» **Data records**:
★ ★ ★

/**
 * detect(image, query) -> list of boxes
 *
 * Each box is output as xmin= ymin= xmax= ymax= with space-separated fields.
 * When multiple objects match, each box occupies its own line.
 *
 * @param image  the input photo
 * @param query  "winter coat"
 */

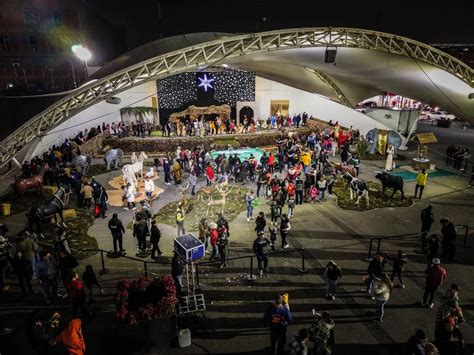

★ ★ ★

» **What is expected**: Set out every line from the material that contains the string "image".

» **Response**:
 * detect(image, query) -> list of boxes
 * @param image  the input photo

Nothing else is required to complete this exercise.